Entries from a point annotation set:
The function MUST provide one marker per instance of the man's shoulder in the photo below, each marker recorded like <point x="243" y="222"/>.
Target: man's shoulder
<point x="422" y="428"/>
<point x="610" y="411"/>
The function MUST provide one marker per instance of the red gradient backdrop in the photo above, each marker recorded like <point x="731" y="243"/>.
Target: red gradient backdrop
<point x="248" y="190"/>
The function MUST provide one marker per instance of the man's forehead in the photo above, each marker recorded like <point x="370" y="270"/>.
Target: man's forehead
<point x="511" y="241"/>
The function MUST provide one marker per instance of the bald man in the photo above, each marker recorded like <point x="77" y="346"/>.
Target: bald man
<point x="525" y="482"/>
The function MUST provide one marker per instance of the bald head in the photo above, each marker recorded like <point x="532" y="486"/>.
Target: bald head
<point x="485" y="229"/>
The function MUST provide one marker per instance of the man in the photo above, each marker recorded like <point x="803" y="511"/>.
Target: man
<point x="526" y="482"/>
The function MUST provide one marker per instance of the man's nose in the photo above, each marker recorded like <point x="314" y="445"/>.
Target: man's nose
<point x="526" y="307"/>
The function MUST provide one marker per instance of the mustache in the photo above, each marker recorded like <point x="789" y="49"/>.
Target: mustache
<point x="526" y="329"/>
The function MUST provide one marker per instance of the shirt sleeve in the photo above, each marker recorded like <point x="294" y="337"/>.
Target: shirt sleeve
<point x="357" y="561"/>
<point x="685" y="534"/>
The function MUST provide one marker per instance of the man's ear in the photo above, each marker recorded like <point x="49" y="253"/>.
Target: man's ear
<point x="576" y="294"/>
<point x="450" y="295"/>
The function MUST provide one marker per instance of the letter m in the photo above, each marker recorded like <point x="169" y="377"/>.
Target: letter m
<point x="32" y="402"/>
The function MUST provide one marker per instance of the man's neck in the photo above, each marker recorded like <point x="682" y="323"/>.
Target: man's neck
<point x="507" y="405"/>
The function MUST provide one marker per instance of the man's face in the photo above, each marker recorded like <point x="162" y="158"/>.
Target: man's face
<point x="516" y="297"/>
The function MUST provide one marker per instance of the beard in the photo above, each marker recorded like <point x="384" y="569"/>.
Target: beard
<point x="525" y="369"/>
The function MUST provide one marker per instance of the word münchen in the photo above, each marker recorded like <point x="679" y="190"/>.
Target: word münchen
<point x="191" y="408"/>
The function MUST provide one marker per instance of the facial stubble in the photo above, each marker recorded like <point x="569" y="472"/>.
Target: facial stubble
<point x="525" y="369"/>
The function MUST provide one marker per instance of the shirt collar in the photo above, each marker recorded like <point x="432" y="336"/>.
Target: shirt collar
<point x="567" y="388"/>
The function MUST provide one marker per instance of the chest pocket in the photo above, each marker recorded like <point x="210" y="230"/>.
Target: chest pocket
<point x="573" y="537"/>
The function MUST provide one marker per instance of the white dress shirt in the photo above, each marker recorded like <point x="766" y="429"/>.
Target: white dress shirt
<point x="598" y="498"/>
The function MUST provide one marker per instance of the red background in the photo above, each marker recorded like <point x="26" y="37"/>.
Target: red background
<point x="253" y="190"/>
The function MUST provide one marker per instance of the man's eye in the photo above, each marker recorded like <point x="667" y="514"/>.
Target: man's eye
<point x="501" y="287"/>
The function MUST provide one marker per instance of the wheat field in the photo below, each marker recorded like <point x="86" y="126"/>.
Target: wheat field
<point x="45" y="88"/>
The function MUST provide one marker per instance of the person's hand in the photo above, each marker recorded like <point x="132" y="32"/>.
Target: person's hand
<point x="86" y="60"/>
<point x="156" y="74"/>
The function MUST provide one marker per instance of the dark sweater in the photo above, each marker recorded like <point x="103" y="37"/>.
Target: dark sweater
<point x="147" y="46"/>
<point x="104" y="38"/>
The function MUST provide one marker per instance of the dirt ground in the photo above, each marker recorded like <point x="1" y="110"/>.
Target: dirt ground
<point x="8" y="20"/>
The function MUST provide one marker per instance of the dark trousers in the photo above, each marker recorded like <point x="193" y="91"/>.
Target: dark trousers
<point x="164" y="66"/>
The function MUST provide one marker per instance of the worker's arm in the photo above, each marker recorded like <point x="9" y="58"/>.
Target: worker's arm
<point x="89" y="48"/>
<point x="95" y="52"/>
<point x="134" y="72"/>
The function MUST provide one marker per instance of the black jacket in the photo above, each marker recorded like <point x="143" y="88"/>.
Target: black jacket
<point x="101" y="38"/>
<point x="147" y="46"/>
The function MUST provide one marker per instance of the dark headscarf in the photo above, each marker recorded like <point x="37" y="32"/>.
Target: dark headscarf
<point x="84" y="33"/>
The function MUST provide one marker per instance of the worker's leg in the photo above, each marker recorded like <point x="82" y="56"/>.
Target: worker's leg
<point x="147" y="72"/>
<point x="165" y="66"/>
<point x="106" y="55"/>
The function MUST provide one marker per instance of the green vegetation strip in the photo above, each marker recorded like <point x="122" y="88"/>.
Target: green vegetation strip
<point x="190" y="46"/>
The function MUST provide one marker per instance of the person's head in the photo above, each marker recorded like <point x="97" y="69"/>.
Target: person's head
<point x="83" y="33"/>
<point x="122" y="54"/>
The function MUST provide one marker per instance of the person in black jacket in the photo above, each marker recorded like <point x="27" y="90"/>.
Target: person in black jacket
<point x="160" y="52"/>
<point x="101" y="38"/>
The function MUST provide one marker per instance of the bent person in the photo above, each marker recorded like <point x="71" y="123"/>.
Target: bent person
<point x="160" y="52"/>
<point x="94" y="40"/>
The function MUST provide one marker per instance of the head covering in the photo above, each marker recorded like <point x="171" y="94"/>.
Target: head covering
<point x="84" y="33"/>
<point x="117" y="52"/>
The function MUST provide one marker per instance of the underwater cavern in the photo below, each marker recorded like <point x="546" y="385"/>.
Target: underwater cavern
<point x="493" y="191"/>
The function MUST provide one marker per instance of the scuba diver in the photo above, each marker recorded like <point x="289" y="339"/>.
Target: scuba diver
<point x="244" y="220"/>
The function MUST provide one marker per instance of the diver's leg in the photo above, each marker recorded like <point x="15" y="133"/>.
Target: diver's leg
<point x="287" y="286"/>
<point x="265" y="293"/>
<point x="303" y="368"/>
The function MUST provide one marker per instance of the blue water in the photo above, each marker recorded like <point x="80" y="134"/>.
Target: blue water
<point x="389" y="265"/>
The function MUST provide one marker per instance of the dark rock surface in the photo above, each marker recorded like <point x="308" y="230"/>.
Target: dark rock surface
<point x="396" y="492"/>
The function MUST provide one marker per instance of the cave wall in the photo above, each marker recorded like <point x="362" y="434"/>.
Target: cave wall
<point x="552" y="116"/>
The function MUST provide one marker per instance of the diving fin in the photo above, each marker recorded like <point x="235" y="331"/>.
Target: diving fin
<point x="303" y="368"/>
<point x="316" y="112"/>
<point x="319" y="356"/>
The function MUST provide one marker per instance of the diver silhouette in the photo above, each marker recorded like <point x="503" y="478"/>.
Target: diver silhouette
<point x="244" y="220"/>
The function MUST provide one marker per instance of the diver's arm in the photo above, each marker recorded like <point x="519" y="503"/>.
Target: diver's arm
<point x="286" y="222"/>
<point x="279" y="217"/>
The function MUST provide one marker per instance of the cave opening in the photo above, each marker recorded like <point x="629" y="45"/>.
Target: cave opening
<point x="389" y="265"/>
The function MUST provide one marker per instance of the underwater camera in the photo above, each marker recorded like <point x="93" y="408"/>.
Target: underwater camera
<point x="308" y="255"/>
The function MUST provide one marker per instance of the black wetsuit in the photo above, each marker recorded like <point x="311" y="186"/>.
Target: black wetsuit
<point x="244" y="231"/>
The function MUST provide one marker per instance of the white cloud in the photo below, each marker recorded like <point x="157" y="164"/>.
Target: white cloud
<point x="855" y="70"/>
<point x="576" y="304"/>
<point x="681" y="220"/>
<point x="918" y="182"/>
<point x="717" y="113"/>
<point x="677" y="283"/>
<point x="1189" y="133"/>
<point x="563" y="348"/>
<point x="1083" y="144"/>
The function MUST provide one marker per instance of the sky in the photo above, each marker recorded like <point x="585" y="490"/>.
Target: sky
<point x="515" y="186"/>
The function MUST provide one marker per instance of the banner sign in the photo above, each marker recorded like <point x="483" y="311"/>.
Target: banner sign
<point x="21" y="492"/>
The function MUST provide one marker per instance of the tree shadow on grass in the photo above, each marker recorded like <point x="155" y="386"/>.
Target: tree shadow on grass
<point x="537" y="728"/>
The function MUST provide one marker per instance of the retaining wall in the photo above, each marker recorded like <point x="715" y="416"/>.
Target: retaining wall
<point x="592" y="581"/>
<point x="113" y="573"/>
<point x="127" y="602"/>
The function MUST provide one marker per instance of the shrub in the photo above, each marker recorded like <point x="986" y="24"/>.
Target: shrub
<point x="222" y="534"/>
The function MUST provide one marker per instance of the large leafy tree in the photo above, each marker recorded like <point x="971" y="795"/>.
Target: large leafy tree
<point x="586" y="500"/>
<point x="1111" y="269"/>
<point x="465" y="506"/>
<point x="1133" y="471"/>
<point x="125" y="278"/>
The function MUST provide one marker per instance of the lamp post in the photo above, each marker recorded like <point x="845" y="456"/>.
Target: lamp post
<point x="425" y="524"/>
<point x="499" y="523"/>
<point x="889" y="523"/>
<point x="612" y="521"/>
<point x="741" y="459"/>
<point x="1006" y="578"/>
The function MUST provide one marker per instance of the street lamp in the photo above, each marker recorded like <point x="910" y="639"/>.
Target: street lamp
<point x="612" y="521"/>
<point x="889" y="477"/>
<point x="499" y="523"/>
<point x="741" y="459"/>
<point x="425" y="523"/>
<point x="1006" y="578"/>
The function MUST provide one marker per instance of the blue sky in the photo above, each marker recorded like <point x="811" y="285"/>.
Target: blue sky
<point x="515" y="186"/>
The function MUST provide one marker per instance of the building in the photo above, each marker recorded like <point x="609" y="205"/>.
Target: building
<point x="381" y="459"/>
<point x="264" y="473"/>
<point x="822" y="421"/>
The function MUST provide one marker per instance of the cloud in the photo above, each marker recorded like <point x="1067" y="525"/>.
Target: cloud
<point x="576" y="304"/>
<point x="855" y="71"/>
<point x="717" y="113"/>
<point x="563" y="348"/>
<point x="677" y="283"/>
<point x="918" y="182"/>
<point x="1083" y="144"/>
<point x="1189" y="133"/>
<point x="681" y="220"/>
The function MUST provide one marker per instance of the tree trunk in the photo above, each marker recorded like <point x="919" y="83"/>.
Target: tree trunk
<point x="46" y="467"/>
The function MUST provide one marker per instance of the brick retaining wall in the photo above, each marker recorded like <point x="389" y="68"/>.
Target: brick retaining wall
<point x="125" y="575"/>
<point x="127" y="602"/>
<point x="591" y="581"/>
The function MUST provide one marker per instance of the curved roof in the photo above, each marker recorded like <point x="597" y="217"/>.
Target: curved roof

**Aim**
Keep only the lines from the one containing "the tree trunk" to the end of the entries, and repeat them exactly.

**Finished task**
The function MUST provide one marker per instance of the tree trunk in the photo above, each marker recorded like <point x="919" y="83"/>.
Target: tree trunk
<point x="46" y="467"/>
The function MUST provide one marker per instance of the brick retaining wall in the photo above, each marker recorded like <point x="389" y="68"/>.
Target: brick retaining wall
<point x="125" y="575"/>
<point x="127" y="602"/>
<point x="591" y="581"/>
The function MUST provide one marker per instance of the curved roof in the photo above, each marker recorded like <point x="597" y="217"/>.
Target: curved roof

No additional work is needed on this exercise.